The response should be an exact repetition of all the entries.

* Data shown *
───

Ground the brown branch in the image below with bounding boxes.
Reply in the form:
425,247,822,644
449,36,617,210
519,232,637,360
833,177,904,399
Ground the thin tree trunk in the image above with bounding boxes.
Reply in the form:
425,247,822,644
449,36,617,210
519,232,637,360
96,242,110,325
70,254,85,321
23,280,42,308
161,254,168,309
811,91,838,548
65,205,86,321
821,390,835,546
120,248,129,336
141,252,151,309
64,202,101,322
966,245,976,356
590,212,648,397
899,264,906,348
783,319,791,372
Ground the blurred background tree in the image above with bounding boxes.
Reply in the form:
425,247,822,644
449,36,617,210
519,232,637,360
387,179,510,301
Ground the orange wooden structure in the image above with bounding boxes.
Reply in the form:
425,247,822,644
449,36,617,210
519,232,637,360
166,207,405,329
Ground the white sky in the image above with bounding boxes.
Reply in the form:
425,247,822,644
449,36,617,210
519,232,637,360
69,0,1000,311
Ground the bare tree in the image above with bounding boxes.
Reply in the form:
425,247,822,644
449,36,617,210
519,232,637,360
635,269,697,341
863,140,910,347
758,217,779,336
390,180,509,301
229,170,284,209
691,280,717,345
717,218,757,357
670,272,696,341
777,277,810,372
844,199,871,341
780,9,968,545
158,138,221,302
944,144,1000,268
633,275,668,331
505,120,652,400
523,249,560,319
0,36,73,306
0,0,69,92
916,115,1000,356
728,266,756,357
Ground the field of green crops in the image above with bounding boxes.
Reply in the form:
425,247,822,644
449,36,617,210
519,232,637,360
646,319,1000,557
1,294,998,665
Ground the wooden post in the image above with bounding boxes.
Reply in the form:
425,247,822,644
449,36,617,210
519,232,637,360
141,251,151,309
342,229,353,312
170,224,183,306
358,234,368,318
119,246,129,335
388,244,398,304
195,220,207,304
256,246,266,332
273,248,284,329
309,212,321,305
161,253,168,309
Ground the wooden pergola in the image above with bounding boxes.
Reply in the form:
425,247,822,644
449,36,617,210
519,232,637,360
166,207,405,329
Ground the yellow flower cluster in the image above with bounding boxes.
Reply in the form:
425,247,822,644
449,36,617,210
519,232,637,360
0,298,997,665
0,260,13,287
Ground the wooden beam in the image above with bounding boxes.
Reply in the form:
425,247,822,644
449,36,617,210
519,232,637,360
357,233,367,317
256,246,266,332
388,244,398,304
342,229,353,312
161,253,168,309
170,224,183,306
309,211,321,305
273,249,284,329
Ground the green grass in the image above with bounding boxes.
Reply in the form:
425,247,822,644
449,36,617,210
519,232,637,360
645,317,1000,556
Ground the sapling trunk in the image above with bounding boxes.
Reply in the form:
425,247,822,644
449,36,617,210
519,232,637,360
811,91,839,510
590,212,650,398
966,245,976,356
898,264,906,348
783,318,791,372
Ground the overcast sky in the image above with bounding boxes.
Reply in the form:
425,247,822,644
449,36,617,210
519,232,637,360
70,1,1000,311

───

* Response for this exercise *
Ground the brown branch in the image below with bounding boxes.
Reply in the form:
425,247,822,644
449,36,617,210
519,232,637,360
833,177,904,399
Ground the thin tree trunk in the image above with bounding boxes.
Reply in the form:
425,247,822,644
449,36,617,210
519,232,637,360
96,242,110,325
70,254,85,321
23,280,42,308
161,254,168,309
811,91,838,548
65,205,86,321
821,390,835,546
120,248,129,336
141,252,151,309
64,202,101,322
966,245,976,356
590,212,648,397
899,264,906,348
783,319,791,372
Ground the blurred background tree in the image above with bounding boxes.
Reply in the form:
425,247,822,644
449,36,617,210
519,232,637,360
387,179,510,301
Ground the orange wooden structure in the image above with bounding boxes.
Reply in the form:
425,247,822,644
449,36,617,210
519,232,637,360
166,207,405,329
Ground the white sky in the image above with bounding boxes.
Reply in the form:
425,247,822,644
449,36,617,210
519,232,637,360
69,0,1000,311
Ground the bare tree in the image above with bounding boxes.
Reply in the form:
425,247,822,644
449,36,617,210
519,232,637,360
635,269,697,341
863,140,910,347
758,217,779,336
390,180,509,301
229,170,284,209
691,280,717,345
717,218,757,357
670,272,696,341
777,277,810,372
844,199,871,341
780,9,968,545
158,138,221,302
944,144,1000,268
633,275,668,331
505,120,652,400
523,249,560,319
0,36,73,306
0,0,69,92
916,115,1000,356
728,266,756,357
Ground the field of green crops in the image above with bounding boxes.
Reply in the form:
425,247,822,644
449,36,617,210
519,232,637,360
646,319,1000,557
1,294,998,665
Ground the wooden post in the image above with bounding boxes.
Reply in the form:
425,247,822,644
449,36,617,210
519,232,637,360
141,251,151,309
342,229,353,312
170,224,183,306
358,234,368,318
119,246,129,335
388,244,398,304
195,220,207,304
256,246,266,332
273,248,284,329
309,212,321,305
161,253,168,309
Ground the wooden pergola in the image above with bounding boxes.
Reply in the form:
425,247,822,644
449,36,617,210
519,232,637,360
166,207,405,329
Ground the yellow flower cluster in the image above with bounding boxes.
Reply in the form:
425,247,822,644
449,36,617,210
519,232,637,360
0,298,997,665
0,260,13,287
Ground the wooden beam in the image above with bounding boxes.
Reply in the form:
425,247,822,644
449,36,617,210
519,232,637,360
357,233,367,317
256,246,266,332
388,244,398,304
342,229,353,312
161,253,168,309
170,224,183,306
309,211,321,305
273,249,284,329
Ground the green grass in the image above with bounding boxes.
Reply in the form:
425,247,822,644
449,36,617,210
519,232,637,360
645,317,1000,556
Ground the sapling trunk in the image above with bounding boxes.
Reply in the form:
425,247,822,644
449,36,617,210
519,232,637,360
811,91,839,510
590,212,650,398
966,245,976,356
898,264,906,348
783,318,791,372
Ground the overcast sky in the image above with bounding boxes.
Reply in the form:
425,247,822,644
449,36,617,210
519,232,637,360
70,1,1000,311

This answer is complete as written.